→ DIRECTIVE: Copy only the rows below from the line containing "If you could identify the wall" through the end of the rows, inclusive, keeping the requests. Rescale each point coordinate in the answers by multiplying it by 2.2 and rounding to a whole number, halves up, and leave the requests unchanged.

→ RECORDS SHOWN:

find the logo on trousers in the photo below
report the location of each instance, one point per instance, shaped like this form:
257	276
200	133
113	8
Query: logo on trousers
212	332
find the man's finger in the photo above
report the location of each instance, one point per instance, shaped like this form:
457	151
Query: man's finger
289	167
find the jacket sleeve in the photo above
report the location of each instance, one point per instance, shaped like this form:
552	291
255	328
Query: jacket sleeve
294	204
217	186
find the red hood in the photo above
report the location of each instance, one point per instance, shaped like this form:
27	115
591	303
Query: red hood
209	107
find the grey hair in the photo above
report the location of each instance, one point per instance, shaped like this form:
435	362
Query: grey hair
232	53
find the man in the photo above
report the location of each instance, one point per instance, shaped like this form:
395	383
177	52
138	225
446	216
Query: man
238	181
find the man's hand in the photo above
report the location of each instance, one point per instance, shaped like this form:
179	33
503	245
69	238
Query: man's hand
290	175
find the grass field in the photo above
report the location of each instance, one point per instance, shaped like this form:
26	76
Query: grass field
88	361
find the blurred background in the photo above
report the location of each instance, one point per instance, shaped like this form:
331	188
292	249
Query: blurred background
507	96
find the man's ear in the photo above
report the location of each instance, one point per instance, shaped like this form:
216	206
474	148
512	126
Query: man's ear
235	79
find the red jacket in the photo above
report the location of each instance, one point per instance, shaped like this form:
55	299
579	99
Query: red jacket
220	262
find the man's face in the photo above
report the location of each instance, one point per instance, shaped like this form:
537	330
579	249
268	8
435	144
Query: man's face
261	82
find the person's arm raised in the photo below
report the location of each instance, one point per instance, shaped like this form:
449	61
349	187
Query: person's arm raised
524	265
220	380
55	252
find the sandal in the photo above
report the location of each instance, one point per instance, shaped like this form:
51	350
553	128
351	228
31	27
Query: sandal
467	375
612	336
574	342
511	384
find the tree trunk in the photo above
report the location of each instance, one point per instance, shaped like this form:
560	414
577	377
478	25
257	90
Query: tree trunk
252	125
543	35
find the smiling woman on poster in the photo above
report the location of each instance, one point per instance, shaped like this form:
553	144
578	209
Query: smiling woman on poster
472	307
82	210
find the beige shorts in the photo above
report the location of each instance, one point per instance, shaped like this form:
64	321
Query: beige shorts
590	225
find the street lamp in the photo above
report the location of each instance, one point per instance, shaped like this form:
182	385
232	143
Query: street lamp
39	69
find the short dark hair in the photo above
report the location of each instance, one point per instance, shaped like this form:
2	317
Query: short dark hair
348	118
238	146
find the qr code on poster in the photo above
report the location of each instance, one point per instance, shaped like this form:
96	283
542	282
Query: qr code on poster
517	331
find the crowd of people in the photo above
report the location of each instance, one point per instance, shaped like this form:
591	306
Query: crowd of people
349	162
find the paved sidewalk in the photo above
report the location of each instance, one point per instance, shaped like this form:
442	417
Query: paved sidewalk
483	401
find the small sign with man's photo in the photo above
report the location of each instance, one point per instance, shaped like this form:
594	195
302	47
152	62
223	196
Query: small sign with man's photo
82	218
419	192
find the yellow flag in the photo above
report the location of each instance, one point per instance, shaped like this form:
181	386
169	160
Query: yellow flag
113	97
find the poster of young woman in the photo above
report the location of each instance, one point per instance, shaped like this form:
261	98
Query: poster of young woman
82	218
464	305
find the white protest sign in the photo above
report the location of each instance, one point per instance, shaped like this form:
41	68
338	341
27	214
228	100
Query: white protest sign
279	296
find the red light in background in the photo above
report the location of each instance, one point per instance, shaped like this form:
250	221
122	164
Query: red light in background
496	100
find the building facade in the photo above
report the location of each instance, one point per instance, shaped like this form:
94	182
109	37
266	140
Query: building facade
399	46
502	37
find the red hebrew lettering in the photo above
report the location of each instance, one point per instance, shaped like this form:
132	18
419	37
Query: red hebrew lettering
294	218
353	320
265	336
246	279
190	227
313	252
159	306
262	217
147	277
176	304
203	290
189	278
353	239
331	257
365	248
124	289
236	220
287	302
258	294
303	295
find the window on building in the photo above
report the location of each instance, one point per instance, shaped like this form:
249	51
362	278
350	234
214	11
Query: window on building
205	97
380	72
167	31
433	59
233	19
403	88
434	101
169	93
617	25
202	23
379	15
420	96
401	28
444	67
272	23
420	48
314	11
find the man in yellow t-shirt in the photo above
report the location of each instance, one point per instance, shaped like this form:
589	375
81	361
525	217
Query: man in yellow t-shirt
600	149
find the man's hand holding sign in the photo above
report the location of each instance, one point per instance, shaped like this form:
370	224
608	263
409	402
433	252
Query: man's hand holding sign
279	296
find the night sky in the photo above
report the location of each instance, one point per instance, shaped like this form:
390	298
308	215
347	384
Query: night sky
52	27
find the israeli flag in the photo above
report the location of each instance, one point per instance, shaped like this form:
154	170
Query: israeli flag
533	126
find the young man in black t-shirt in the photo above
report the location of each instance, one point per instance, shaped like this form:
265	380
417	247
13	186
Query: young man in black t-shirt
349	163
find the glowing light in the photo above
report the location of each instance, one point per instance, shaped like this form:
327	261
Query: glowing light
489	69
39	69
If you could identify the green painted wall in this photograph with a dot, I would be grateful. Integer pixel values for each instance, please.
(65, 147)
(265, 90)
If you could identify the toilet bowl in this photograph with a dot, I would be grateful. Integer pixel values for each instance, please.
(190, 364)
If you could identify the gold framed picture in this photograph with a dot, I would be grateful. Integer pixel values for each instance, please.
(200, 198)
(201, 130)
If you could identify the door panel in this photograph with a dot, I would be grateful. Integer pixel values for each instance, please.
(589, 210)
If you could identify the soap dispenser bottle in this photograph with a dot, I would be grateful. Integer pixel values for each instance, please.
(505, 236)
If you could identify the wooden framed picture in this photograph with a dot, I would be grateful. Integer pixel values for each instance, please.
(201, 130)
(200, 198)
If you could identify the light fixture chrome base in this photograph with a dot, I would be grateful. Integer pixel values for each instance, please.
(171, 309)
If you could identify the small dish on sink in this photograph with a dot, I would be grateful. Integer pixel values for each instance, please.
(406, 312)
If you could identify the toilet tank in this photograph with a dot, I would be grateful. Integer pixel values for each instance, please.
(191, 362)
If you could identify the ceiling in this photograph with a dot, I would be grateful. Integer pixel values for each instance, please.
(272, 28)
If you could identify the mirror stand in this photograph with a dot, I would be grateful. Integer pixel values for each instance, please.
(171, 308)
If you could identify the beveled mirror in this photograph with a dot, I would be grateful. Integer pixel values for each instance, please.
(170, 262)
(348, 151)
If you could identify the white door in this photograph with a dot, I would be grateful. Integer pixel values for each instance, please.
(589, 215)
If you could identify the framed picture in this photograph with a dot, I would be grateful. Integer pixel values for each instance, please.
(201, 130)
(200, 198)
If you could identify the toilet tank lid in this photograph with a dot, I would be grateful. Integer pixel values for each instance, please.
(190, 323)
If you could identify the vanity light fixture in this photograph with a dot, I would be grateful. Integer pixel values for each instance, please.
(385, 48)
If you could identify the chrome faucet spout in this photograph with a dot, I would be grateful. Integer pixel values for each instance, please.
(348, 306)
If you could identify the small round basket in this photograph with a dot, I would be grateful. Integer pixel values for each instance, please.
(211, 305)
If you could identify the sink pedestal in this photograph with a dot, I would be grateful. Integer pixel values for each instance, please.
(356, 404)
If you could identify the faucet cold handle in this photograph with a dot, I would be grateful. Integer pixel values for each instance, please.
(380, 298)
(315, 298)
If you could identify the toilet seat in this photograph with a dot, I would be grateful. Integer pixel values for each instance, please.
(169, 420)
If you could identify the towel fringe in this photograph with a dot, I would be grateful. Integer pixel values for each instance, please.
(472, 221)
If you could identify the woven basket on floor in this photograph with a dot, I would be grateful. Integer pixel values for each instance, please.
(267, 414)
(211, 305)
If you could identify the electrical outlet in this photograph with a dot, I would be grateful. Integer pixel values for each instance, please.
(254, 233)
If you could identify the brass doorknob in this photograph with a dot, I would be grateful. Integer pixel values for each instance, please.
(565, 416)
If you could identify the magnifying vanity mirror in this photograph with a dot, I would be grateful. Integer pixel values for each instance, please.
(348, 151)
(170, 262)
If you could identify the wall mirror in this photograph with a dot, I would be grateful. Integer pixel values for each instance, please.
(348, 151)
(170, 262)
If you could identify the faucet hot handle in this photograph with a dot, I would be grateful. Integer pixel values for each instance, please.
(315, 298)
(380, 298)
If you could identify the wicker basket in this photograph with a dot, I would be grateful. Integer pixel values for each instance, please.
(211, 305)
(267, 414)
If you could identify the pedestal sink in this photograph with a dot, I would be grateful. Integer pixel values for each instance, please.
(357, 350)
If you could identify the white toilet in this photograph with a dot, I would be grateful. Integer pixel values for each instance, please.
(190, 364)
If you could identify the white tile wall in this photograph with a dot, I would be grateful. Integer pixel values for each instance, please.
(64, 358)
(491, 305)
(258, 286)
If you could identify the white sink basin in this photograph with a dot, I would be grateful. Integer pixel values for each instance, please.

→ RESULT OF THIS TASK:
If you could identify the wall mirror in this photograph with a dot, I would be grateful. Integer pixel values for each instance, please.
(766, 332)
(374, 576)
If you could identify the faucet hot handle in this photograph with a dot, I would be grateful. Integer pixel values for each instance, please.
(693, 656)
(836, 656)
If you could identify the wicker basket in this photograph with a dot, I would be grateful. Integer pixel values for each instance, please.
(464, 671)
(587, 911)
If you could identify the pedestal sink in this photograph with a dot, I would be grateful. Integer pixel values for each instance, please.
(785, 770)
If you could identify the white toilet in this photograph with a dot, I would be grateful. Integer pixel values for each instance, please.
(418, 801)
If you could identify the white tile wall in this photograph with a dot, I would be grateful. Integer pixel values for each instance, please.
(141, 788)
(1080, 671)
(568, 629)
If you could identify the white sink basin in this photograph with a dot, I would be grateful. Integer pixel values for each instance, please.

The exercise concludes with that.